* **PASSAGE**
===============
Bernstein wrote the work for Parkening--whom he encouraged when Parkening was a fledgling player in the ‘60s--as well as orchestrator Christopher Palmer, a longtime friend and ally.
There are local angles here to be noted. Bernstein has long made Santa Barbara his home. Parkening, meanwhile, has been a favorite in recent editions of the Ventura Chamber Music Festival. He also gave a special Bach performance, replete with visuals, at the Ventura Theater a couple of years ago.
Also on the CD are Isaac Albeniz’s “La Vega” (from “The Alhambra”), arranged by Jack Marshall, whose own cheerful “Essay for Guitar” closes the program. This is a little charmer from the archives, a never-before-released recording of Parkening’s debut orchestral recording, done in 1967. But the real news is the Bernstein premiere.
The concerto’s basic agenda is laid out in the first furtive couple of minutes. It opens with a section called “Guitar,” in which Parkening gently plays the open strings of his instrument--as if announcing its arrival out of a state of stillness--and quickly spans into further harmonic reaches. The orchestra arrives around him in a cloudburst and wraps phrases around his parts in shifting dynamics (one of the inherent problems faced by composers for guitar and orchestra is the tricky blend of a large ensemble and one of the softest dynamic instruments around).
===============
[Point labeling entries]
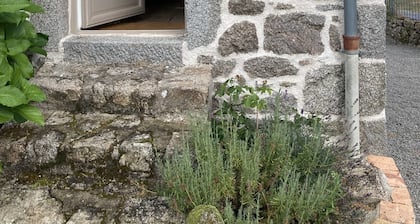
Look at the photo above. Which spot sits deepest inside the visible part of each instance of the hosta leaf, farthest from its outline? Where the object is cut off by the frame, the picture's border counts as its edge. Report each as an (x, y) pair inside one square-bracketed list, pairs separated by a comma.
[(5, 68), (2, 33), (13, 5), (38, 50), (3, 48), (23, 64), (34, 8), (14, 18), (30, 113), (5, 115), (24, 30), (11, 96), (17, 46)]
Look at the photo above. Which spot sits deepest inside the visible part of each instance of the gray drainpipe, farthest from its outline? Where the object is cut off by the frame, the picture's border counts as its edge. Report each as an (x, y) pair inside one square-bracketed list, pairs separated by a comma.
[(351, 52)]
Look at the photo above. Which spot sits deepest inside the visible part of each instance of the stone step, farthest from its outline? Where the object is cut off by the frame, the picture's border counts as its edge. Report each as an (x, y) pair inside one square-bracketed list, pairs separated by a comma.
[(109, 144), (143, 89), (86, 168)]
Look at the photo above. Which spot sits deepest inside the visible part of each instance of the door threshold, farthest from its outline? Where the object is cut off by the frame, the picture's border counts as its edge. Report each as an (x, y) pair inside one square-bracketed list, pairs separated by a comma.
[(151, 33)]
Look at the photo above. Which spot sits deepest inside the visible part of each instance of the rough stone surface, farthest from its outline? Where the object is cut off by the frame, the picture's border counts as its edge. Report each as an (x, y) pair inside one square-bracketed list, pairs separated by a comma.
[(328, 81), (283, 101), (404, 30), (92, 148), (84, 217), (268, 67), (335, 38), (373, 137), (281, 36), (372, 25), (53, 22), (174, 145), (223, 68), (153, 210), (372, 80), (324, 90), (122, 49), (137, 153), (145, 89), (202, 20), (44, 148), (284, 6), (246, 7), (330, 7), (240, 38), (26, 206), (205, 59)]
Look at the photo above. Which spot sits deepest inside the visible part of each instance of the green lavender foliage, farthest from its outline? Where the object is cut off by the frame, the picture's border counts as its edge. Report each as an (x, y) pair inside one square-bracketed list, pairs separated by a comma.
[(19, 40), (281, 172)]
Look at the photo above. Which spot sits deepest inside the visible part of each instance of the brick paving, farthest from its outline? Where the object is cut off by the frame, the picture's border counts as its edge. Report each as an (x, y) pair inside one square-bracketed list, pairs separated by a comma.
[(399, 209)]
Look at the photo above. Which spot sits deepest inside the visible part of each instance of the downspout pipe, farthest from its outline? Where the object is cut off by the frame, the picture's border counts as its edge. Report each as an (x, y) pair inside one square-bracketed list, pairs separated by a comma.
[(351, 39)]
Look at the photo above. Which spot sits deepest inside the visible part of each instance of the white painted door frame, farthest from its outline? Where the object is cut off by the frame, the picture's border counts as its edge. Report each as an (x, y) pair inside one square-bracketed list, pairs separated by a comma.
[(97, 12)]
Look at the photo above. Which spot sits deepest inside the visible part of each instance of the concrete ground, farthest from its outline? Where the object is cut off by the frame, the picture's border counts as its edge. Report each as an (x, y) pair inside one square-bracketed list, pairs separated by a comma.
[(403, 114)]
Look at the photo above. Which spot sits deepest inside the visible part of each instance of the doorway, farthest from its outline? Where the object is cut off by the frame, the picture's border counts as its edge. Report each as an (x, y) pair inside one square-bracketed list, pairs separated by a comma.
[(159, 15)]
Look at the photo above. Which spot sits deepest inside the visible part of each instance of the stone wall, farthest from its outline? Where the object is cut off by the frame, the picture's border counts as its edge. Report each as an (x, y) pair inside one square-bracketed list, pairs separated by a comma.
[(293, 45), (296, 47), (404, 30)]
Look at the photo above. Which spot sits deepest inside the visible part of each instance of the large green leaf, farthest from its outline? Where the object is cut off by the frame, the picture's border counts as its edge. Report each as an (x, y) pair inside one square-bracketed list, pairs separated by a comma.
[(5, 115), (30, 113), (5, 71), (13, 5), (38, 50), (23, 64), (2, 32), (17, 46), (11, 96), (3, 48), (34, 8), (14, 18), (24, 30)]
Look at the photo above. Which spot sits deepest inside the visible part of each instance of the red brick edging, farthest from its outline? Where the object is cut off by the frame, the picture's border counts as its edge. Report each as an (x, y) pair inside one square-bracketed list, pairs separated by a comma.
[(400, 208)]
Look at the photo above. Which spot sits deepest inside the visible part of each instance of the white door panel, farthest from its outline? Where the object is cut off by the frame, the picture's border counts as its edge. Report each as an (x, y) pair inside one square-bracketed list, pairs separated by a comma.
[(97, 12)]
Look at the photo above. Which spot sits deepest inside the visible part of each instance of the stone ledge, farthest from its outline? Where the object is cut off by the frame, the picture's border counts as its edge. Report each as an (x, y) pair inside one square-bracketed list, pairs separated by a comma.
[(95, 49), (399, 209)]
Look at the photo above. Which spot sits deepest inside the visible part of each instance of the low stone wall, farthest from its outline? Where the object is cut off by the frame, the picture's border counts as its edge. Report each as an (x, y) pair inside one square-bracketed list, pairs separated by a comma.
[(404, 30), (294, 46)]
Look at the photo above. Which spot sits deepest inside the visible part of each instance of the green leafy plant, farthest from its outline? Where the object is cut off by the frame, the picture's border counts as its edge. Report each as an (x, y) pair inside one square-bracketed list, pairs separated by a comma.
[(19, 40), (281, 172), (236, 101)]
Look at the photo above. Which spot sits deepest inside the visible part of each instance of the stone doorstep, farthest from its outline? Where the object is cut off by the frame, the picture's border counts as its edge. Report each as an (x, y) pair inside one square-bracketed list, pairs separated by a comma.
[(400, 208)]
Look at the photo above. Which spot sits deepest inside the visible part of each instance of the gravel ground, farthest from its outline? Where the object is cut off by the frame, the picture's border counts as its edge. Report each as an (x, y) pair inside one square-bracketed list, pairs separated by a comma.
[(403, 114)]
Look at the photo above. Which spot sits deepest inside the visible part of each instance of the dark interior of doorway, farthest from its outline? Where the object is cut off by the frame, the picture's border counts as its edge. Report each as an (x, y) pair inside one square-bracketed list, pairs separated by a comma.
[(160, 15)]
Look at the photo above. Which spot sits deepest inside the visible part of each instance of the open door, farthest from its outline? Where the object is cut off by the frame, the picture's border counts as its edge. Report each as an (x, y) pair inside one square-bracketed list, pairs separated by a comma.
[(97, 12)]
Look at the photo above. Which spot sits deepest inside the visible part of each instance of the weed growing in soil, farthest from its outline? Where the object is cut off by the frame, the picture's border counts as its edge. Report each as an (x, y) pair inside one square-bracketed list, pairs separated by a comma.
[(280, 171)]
===============
* **EXERCISES TO COMPLETE**
1. Reproduce the guitar concerto review word for word, from start to finish.
2. Return every line of the entries that contains the string "brick", treating uppercase and lowercase as different.

* **EXPECTED OUTPUTS**
1.
Bernstein wrote the work for Parkening--whom he encouraged when Parkening was a fledgling player in the ‘60s--as well as orchestrator Christopher Palmer, a longtime friend and ally.
There are local angles here to be noted. Bernstein has long made Santa Barbara his home. Parkening, meanwhile, has been a favorite in recent editions of the Ventura Chamber Music Festival. He also gave a special Bach performance, replete with visuals, at the Ventura Theater a couple of years ago.
Also on the CD are Isaac Albeniz’s “La Vega” (from “The Alhambra”), arranged by Jack Marshall, whose own cheerful “Essay for Guitar” closes the program. This is a little charmer from the archives, a never-before-released recording of Parkening’s debut orchestral recording, done in 1967. But the real news is the Bernstein premiere.
The concerto’s basic agenda is laid out in the first furtive couple of minutes. It opens with a section called “Guitar,” in which Parkening gently plays the open strings of his instrument--as if announcing its arrival out of a state of stillness--and quickly spans into further harmonic reaches. The orchestra arrives around him in a cloudburst and wraps phrases around his parts in shifting dynamics (one of the inherent problems faced by composers for guitar and orchestra is the tricky blend of a large ensemble and one of the softest dynamic instruments around).

2.
Look at the photo above. Which spot sits deepest inside the visible part of each instance of the brick paving, farthest from its outline? Where the object is cut off by the frame, the picture's border counts as its edge. Report each as an (x, y) pair inside one square-bracketed list, pairs separated by a comma.
Look at the photo above. Which spot sits deepest inside the visible part of each instance of the red brick edging, farthest from its outline? Where the object is cut off by the frame, the picture's border counts as its edge. Report each as an (x, y) pair inside one square-bracketed list, pairs separated by a comma.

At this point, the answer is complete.